Assignment =>
Skip the images and restate every line of the records exactly.
Provided material Start Marker
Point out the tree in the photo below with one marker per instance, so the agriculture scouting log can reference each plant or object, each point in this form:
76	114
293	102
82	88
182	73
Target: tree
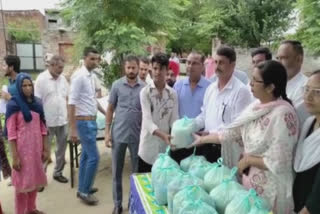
309	25
24	31
122	26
Provided material End Marker
Exercise solution =>
Point out the tree in the photo below with one marker per instance, so the agriculture scouting log can reference each plant or object, each point in this form:
76	114
293	102
82	88
182	73
Target: tree
309	25
24	31
122	26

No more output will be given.